Action item: Nothing but the pictures may be dropped; the rest of the listing is to be written out exactly.

------ Data section

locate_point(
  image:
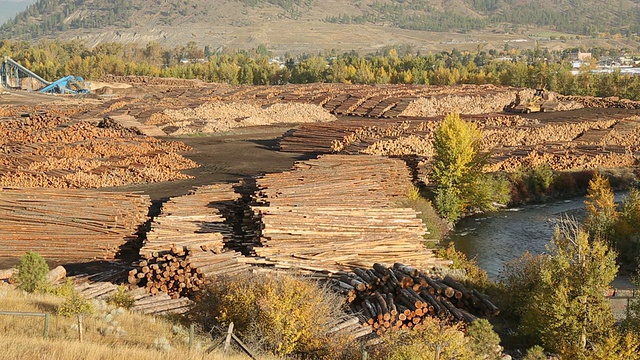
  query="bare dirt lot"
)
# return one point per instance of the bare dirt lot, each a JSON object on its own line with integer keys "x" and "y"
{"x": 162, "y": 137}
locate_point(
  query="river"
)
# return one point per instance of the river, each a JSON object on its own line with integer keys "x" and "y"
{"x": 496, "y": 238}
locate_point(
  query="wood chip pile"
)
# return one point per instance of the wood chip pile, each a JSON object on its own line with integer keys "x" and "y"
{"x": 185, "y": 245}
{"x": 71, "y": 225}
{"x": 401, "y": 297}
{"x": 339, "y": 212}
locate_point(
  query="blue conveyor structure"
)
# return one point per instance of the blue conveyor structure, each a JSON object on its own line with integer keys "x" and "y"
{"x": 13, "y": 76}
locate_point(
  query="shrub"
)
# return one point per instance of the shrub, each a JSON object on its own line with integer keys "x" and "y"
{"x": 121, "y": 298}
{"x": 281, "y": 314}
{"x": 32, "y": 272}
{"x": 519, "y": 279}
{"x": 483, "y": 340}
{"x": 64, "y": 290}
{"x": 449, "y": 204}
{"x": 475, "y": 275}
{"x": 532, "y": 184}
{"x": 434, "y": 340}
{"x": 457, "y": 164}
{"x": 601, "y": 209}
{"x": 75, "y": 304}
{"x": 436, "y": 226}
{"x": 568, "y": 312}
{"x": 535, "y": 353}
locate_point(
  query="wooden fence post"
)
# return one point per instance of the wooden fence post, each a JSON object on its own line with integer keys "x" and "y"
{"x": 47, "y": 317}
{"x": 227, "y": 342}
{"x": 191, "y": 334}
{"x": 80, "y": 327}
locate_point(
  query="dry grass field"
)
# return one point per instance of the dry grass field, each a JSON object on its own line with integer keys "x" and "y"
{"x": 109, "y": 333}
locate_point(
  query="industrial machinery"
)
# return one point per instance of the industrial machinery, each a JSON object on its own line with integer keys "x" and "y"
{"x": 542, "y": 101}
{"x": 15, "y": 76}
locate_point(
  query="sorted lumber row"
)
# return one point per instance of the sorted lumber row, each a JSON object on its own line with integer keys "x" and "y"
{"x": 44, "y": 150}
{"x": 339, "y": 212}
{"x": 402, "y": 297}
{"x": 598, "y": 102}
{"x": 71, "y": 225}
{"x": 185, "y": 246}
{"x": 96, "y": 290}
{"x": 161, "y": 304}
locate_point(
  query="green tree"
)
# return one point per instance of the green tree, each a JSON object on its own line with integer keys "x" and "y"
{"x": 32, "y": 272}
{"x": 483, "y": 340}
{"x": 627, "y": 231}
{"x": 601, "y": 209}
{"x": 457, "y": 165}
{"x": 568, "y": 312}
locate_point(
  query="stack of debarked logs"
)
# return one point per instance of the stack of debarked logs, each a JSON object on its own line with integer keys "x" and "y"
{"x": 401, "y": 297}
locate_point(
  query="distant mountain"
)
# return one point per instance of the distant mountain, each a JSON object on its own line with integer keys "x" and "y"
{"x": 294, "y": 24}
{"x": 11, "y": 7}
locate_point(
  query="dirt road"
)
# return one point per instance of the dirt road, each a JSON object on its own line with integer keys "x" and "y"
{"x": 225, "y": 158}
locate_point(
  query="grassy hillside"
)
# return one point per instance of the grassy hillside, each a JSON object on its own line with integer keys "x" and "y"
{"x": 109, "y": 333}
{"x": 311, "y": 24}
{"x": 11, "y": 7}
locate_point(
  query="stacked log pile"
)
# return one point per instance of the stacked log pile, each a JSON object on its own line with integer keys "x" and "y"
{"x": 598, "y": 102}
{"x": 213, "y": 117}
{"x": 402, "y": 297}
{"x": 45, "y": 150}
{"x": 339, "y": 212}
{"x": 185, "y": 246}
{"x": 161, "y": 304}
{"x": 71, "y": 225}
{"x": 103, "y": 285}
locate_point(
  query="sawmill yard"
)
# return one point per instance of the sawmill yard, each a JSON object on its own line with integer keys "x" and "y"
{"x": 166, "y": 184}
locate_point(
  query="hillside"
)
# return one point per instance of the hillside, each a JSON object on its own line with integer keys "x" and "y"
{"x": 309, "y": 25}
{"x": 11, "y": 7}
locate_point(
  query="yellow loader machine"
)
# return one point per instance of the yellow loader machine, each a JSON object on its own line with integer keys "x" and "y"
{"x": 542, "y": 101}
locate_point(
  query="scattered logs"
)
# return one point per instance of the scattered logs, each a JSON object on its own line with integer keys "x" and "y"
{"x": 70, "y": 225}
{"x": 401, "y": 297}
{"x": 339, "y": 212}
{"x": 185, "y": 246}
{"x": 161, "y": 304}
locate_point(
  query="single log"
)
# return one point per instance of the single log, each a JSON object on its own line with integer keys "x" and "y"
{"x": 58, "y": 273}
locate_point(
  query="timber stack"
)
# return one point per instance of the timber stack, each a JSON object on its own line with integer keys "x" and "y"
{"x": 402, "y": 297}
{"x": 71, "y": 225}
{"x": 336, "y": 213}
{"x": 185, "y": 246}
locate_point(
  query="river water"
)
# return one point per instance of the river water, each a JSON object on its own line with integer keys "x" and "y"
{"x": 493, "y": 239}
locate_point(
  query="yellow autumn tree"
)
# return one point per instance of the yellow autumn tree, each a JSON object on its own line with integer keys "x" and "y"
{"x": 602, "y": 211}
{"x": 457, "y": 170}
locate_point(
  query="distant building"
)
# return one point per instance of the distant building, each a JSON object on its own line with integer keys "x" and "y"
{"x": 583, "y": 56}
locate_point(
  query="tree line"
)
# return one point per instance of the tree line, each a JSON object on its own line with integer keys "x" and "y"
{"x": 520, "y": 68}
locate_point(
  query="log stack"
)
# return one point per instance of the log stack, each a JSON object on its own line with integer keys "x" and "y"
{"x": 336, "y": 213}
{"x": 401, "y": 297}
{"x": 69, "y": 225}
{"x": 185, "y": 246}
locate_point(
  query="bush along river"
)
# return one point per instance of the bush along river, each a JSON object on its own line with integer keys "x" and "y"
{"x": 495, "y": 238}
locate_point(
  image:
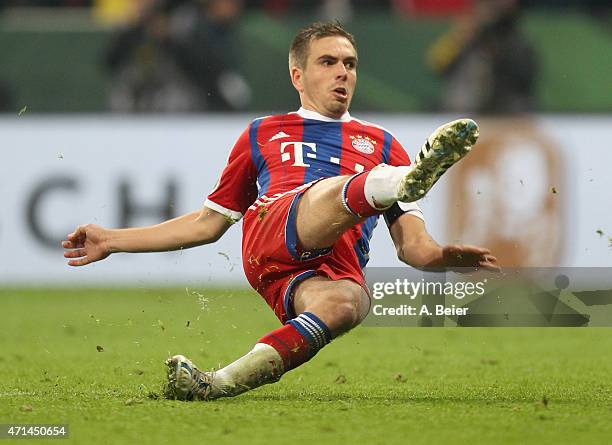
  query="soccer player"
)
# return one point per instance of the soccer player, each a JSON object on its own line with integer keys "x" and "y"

------------

Expected answer:
locate_point(
  image:
  query="bare dirt lot"
)
# return one point per instance of the bare dirt lot, each a JSON object on its own line with integer keys "x" and "y"
{"x": 162, "y": 137}
locate_point(
  query="river"
)
# return one point per instance of the river, each a JSON object on its own line with integer keys "x" and "y"
{"x": 496, "y": 238}
locate_point(
  query="wood chip pile"
)
# return one point per instance of the wood chip pile, each a JSON object on its own line with integer keys "x" and "y"
{"x": 185, "y": 245}
{"x": 71, "y": 225}
{"x": 401, "y": 297}
{"x": 339, "y": 212}
locate_point(
  query="blue conveyor structure"
)
# return one point per instance of the blue conveyor structure, each a JSON object on its own line with integer keys "x" and "y"
{"x": 13, "y": 76}
locate_point(
  query="shrub"
)
# return one point per instance of the shrub, each a JSON object on its own line with integer keys "x" and "y"
{"x": 121, "y": 298}
{"x": 281, "y": 314}
{"x": 32, "y": 272}
{"x": 519, "y": 279}
{"x": 483, "y": 340}
{"x": 64, "y": 290}
{"x": 449, "y": 204}
{"x": 475, "y": 275}
{"x": 532, "y": 184}
{"x": 434, "y": 340}
{"x": 457, "y": 164}
{"x": 601, "y": 209}
{"x": 75, "y": 304}
{"x": 436, "y": 226}
{"x": 568, "y": 312}
{"x": 535, "y": 353}
locate_point(
  query="wooden fence post"
)
# return one point per instance of the wooden fence post, each a JSON object on its own line with integer keys "x" and "y"
{"x": 47, "y": 317}
{"x": 227, "y": 342}
{"x": 191, "y": 334}
{"x": 80, "y": 327}
locate_point(
  query="dry grass field"
)
# return one point per instance of the dry grass field, each a JSON object on its own line with integer keys "x" and "y"
{"x": 109, "y": 333}
locate_point(
  query="industrial machinery"
)
# return one point per instance of the industrial machinery, each a JSON object on its own line with integer keys "x" and "y"
{"x": 542, "y": 101}
{"x": 15, "y": 76}
locate_point(
  query="sorted lumber row"
)
# return one point per instance of the sorted lumber row, each a JSON object on its own line with integer keys "x" and "y"
{"x": 44, "y": 150}
{"x": 339, "y": 212}
{"x": 402, "y": 297}
{"x": 598, "y": 102}
{"x": 71, "y": 225}
{"x": 185, "y": 246}
{"x": 96, "y": 290}
{"x": 161, "y": 304}
locate_point(
  query="green tree"
)
# return one point per instance of the green tree, each a JSON object on its own line with integer keys "x" and "y"
{"x": 32, "y": 272}
{"x": 483, "y": 340}
{"x": 627, "y": 231}
{"x": 601, "y": 209}
{"x": 457, "y": 165}
{"x": 568, "y": 312}
locate_point(
  query="stack of debarked logs"
)
# return one point per instance of the stack of debarked logs, each a JSON object on its own line with integer keys "x" and "y"
{"x": 401, "y": 297}
locate_point(
  query="distant mountain"
)
# return one point per instance of the distant mountain, each a JSON object on its own line with integer keys "x" and "y"
{"x": 294, "y": 24}
{"x": 11, "y": 7}
locate_point(
  query="dirt road"
)
# return one point per instance of the dirt road, each a JSON object on its own line with integer keys "x" and "y"
{"x": 225, "y": 158}
locate_point(
  query="grassy hillside"
)
# return one point per instance of the grassy hillside, each a JSON object on its own line with integer keys "x" and "y"
{"x": 109, "y": 333}
{"x": 311, "y": 24}
{"x": 11, "y": 7}
locate_point(
  query="stacked log pile"
)
# return one point per instance of the stacked log pile, each a JSON object on its own line with integer keys "x" and "y"
{"x": 598, "y": 102}
{"x": 213, "y": 117}
{"x": 402, "y": 297}
{"x": 45, "y": 150}
{"x": 339, "y": 212}
{"x": 185, "y": 246}
{"x": 161, "y": 304}
{"x": 71, "y": 225}
{"x": 103, "y": 285}
locate_point(
  query="sawmill yard"
)
# return one point per instance of the sawmill yard, each a JSON object on its own line with integer keys "x" and "y"
{"x": 166, "y": 184}
locate_point(
  query="hillside"
)
# return one point per instance of the hillside, each a JSON object on its own line with integer keys "x" and "y"
{"x": 309, "y": 25}
{"x": 11, "y": 7}
locate_point(
  query="yellow loader machine"
)
# return one point per instance of the yellow loader machine, each a JSON object on its own line with integer keys "x" and "y"
{"x": 542, "y": 101}
locate_point(
  query="scattered logs"
)
# return one point per instance of the scattered logs, each a JSON object on its own line with integer keys "x" and "y"
{"x": 70, "y": 225}
{"x": 401, "y": 297}
{"x": 339, "y": 212}
{"x": 185, "y": 246}
{"x": 161, "y": 304}
locate_point(
  query="single log"
)
# return one point per instance of the single log, each a JSON object on its own line with integer keys "x" and "y"
{"x": 58, "y": 273}
locate_point(
  query="timber stack"
)
# return one point per instance of the timber stack, each a JSON object on its own line with integer keys "x" and "y"
{"x": 402, "y": 297}
{"x": 71, "y": 225}
{"x": 336, "y": 213}
{"x": 185, "y": 246}
locate_point(
  query="river water"
)
# return one point per instance of the river water, each a JSON object on its own line with integer keys "x" and "y"
{"x": 493, "y": 239}
locate_point(
  query="yellow autumn tree"
)
# return one point per instance of the yellow autumn tree, each a JSON object on its own line with integer keys "x" and "y"
{"x": 602, "y": 211}
{"x": 457, "y": 170}
locate_point(
  query="distant building"
)
# return one point per instance of the distant building, each a JSON object on its own line with integer keys "x" and "y"
{"x": 583, "y": 56}
locate_point(
  query="tree line"
)
# return one point per instance of the tree line, each a JSON object on its own line with integer keys "x" and "y"
{"x": 520, "y": 68}
locate_point(
  query="log stack"
)
# return one point per instance of the log stack, each a JSON object on its own line with integer keys "x" and "y"
{"x": 336, "y": 213}
{"x": 401, "y": 297}
{"x": 69, "y": 225}
{"x": 185, "y": 246}
locate_point(
  query="bush along river"
)
# return one point per instance of the bush along river, each a JSON object on its own line with integer keys "x" and "y"
{"x": 495, "y": 238}
locate_point(
  image:
  query="soccer player"
)
# return one point per instance of the soccer player, each a JSON object on its own line with integer keys "x" and "y"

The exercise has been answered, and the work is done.